_PAGE TEXT_:
* * * *

Proposed Local Ecological Impact Categories and Indicators for Life Cycle Assessment of Aquaculture
A Salmon Aquaculture Case Study
Article first published online: 23 JAN 2012
© 2012 by Yale University
Journal of Industrial Ecology
Volume 16, Issue 2, pages 254–265, April 2012
How to Cite
Ford, J. S., Pelletier, N. L., Ziegler, F., Scholz, A. J., Tyedmers, P. H., Sonesson, U., Kruse, S. A. and Silverman, H. (2012), Proposed Local Ecological Impact Categories and Indicators for Life Cycle Assessment of Aquaculture. Journal of Industrial Ecology, 16: 254–265. doi: 10.1111/j.1530-9290.2011.00410.x
- Issue published online: 5 APR 2012
- Article first published online: 23 JAN 2012
- biodiversity indicators;
- industrial ecology;
- local impacts;
- salmon farming
In this study we discuss impact categories and indicators to incorporate local ecological impacts into life cycle assessment (LCA) for aquaculture. We focus on the production stages of salmon farming—freshwater hatcheries used to produce smolts and marine grow-out sites using open netpens.

* * * *

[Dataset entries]
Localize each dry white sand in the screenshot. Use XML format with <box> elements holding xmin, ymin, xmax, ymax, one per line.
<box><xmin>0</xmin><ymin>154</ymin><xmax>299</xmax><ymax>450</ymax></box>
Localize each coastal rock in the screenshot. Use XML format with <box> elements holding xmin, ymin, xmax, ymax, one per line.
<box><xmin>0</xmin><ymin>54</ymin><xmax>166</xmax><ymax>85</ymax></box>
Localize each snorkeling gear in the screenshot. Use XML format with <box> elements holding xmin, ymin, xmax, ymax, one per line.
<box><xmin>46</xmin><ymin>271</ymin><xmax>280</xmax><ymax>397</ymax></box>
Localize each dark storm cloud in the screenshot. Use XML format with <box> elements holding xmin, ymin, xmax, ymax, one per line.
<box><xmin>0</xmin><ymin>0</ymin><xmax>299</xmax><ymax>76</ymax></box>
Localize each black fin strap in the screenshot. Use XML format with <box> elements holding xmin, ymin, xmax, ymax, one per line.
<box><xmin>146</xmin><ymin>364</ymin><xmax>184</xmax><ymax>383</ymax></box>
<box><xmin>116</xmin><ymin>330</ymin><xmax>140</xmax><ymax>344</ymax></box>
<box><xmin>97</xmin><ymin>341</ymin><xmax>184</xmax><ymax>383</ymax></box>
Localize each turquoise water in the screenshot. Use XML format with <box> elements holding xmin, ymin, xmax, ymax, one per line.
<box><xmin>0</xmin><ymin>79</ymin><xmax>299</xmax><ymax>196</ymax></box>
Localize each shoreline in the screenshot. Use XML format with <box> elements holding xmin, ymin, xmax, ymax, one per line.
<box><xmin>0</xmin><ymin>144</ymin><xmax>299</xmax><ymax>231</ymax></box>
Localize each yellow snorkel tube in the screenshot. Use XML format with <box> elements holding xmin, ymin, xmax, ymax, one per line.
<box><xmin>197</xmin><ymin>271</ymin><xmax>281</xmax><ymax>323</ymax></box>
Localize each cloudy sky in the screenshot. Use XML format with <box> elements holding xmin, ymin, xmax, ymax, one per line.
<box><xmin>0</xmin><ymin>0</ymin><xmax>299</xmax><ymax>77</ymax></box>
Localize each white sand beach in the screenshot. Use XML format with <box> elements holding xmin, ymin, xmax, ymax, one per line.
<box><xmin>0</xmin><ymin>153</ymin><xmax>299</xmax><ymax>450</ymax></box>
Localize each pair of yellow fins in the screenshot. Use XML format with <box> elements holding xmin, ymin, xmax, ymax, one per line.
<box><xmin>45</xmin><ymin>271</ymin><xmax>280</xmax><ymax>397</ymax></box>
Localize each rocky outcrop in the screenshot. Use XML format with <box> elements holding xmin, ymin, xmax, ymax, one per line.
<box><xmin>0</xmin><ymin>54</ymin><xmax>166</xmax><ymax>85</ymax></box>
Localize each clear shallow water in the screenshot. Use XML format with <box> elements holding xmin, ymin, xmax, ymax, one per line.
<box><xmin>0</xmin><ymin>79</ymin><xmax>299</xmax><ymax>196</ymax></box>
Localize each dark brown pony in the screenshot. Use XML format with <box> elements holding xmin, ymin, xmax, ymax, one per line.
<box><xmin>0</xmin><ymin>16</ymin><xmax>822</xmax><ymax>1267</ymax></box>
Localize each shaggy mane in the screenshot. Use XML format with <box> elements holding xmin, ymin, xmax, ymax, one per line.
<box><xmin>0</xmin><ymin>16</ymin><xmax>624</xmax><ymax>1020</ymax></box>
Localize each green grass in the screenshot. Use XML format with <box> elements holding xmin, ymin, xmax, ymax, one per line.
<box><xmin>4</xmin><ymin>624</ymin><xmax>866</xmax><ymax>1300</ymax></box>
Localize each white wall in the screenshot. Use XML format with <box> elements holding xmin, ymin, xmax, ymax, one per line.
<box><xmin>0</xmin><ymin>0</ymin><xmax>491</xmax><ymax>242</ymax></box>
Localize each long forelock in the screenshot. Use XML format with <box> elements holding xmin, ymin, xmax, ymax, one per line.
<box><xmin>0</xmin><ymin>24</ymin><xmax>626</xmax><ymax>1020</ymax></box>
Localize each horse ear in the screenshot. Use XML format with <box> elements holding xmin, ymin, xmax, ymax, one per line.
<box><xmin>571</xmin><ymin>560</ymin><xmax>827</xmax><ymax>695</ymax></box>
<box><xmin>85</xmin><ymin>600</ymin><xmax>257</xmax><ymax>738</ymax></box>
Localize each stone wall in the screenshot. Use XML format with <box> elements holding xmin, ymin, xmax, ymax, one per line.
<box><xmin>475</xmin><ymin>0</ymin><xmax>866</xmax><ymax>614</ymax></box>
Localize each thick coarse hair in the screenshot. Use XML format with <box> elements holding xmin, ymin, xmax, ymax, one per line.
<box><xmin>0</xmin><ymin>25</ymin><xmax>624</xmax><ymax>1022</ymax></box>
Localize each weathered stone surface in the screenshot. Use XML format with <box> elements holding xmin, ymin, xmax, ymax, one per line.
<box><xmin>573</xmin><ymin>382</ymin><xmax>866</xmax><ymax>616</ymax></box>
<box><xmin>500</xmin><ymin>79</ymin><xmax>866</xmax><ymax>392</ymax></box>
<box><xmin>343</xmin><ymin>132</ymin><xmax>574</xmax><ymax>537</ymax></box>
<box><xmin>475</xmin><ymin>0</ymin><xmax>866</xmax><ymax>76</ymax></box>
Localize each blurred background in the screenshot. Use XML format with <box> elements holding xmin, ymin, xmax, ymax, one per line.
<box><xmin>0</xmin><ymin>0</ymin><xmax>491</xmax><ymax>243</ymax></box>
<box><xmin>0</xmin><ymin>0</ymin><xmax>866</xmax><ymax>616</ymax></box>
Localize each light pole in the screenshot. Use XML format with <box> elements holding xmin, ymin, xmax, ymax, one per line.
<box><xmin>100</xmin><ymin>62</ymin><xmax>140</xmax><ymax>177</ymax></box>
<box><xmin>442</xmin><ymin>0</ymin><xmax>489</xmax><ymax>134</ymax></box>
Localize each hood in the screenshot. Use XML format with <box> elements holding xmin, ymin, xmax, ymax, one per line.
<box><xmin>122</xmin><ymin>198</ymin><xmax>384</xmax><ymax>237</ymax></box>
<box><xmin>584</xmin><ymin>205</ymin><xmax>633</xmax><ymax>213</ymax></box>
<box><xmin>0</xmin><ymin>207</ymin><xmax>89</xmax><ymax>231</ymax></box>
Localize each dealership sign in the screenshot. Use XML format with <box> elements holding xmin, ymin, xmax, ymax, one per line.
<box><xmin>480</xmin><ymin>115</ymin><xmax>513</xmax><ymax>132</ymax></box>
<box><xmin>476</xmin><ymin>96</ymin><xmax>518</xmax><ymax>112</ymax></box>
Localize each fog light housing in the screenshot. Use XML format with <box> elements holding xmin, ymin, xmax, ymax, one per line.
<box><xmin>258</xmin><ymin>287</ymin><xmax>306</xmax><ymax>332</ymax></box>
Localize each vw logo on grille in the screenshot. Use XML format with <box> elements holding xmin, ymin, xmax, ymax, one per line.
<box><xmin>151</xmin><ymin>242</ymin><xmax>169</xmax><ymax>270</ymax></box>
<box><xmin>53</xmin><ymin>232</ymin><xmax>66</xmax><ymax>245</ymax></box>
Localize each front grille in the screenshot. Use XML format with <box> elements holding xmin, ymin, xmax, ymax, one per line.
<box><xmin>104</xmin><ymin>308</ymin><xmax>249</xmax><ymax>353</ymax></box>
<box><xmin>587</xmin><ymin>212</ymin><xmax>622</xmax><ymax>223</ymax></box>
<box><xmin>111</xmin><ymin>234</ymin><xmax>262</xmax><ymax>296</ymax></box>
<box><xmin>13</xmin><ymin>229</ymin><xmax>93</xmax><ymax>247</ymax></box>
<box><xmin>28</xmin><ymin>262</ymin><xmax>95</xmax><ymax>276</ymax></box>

* * * *

_ACTIVITY LIST_:
**A)** According to the salmon aquaculture article page, which two production stages of salmon farming does the study focus on?
**B)** Please resume the salmon aquaculture abstract after its final sentence.

_ANSWERS FOR THIS EXERCISE_:
**A)** Freshwater hatcheries used to produce smolts and marine grow-out sites using open netpens.

**B)**
Specifically, we propose two impact categories: impacts of nutrient release and impacts on biodiversity. Proposed indicators for impacts of nutrient release are (1) the area altered by farm waste, (2) changes in nutrient concentration in the water column, (3) the percent of carrying capacity reached, (4) the percent of total anthropogenic nutrient release, and (5) release of wastes into freshwater. Proposed indicators for impacts on biodiversity are (1) the number of escaped salmon, (2) the number of reported disease outbreaks, (3) parasite abundance on farms, and (4) the percent reduction in wild salmon survival. For each proposed indicator, an example of how the indicator could be estimated is given and the strengths and weaknesses of that indicator are discussed.
We propose that including local environmental impacts as well as global-scale ones in LCA allows us to better identify potential trade-offs, where actions that are beneficial at one scale are harmful at another, and synchronicities, where actions have desirable or undesirable effects at both spatial scales. We also discuss the potential applicability of meta-analytic statistical techniques to LCA.